Source records:

# # # # # # #

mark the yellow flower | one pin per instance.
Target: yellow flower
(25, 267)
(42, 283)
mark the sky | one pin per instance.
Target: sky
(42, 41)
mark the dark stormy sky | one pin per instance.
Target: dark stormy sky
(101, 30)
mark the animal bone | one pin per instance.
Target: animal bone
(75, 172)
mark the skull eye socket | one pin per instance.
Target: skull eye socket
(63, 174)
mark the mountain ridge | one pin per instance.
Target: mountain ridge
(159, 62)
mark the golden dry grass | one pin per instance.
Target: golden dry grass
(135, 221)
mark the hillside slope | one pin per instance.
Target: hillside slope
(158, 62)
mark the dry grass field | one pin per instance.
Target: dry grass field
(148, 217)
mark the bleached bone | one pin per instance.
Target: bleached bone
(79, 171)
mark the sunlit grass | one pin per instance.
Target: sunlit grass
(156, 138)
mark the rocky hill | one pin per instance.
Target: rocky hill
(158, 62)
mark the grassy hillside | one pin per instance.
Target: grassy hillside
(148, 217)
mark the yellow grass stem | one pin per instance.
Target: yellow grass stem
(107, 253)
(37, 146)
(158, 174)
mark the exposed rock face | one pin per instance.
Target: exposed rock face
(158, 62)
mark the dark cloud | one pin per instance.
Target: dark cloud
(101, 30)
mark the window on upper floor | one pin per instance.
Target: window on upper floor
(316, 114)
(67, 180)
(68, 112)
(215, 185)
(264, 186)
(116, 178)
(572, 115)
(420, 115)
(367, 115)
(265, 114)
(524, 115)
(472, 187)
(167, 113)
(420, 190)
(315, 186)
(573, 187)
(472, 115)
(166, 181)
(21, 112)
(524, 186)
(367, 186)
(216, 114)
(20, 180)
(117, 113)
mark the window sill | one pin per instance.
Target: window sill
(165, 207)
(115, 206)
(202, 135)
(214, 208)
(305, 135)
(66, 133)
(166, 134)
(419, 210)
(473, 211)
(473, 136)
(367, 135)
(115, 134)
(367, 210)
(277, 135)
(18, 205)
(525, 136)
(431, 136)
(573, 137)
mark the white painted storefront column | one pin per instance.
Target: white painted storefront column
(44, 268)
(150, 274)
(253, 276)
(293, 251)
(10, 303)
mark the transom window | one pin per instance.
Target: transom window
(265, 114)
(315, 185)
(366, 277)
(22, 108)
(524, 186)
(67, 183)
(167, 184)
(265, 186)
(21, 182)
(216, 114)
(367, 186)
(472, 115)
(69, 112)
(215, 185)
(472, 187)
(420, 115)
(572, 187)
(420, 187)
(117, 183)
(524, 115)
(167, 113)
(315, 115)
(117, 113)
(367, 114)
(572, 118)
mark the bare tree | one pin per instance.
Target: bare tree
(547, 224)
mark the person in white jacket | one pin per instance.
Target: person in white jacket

# # # # # # #

EXERCISE INSTRUCTIONS: Update the material above by changing every "one pin per instance" to "a single pin for each instance", leaving everything else unchanged.

EXERCISE RESULT:
mark the yellow flower | a single pin for each instance.
Target: yellow flower
(25, 267)
(42, 283)
mark the sky | a single pin for each instance.
Target: sky
(42, 41)
mark the dark stormy sky | a single pin for each instance.
Target: dark stormy sky
(101, 30)
mark the animal bone | a single pin for each instance.
Target: animal bone
(75, 172)
mark the skull eye socket | a single pin for each instance.
Target: skull eye socket
(63, 174)
mark the mountain ridge | a single pin for each instance.
Target: mountain ridge
(159, 62)
mark the golden dry grass | a single pin for each instance.
Target: golden dry grass
(135, 221)
mark the hillside slope | a single pin for each instance.
Target: hillside slope
(158, 62)
mark the dry grass field | a single pin for each instance.
Target: dry grass field
(148, 217)
mark the bleached bone | a single pin for each instance.
Target: bleached bone
(79, 171)
mark the sunlit grass | a single pin for each instance.
Target: sunlit grass
(156, 138)
mark the rocky hill | a single pin for each instance.
Target: rocky hill
(158, 62)
mark the grassy hillside | a single pin for each instance.
Target: grassy hillside
(148, 217)
mark the yellow grass stem | a single pin for each instance.
Target: yellow grass stem
(107, 253)
(37, 146)
(158, 174)
mark the exposed rock face | a single pin for each instance.
Target: exposed rock face
(158, 62)
mark the dark cloud | a single pin for each instance.
Target: dark cloud
(101, 30)
mark the window on upper floor | a single pin for each instance.
Target: window on upper floor
(316, 114)
(67, 180)
(68, 112)
(215, 185)
(264, 186)
(116, 178)
(572, 115)
(420, 115)
(367, 115)
(265, 114)
(524, 115)
(472, 187)
(167, 113)
(420, 190)
(315, 186)
(573, 187)
(472, 115)
(166, 181)
(21, 112)
(524, 186)
(367, 186)
(216, 114)
(20, 180)
(117, 113)
mark the window sill | a single pin for each instance.
Target: window sill
(165, 207)
(115, 206)
(202, 135)
(214, 208)
(305, 135)
(66, 133)
(166, 134)
(419, 210)
(473, 211)
(473, 136)
(367, 135)
(115, 134)
(367, 210)
(277, 135)
(18, 205)
(525, 136)
(431, 136)
(573, 137)
mark the white painted storefront column | a single pin for each instance.
Target: white painted storefront column
(44, 268)
(150, 274)
(253, 276)
(293, 251)
(10, 303)
mark the transom window | a single pin for each instance.
Target: transom window
(265, 114)
(315, 185)
(366, 277)
(22, 108)
(524, 186)
(67, 183)
(167, 184)
(265, 186)
(21, 182)
(216, 114)
(367, 186)
(472, 115)
(69, 112)
(215, 185)
(472, 187)
(420, 115)
(572, 187)
(420, 187)
(117, 183)
(524, 115)
(167, 113)
(315, 115)
(117, 113)
(367, 114)
(572, 118)
mark the bare tree | a single pin for each instance.
Target: bare tree
(547, 224)
mark the person in white jacket | a single pin for each instance.
Target: person in white jacket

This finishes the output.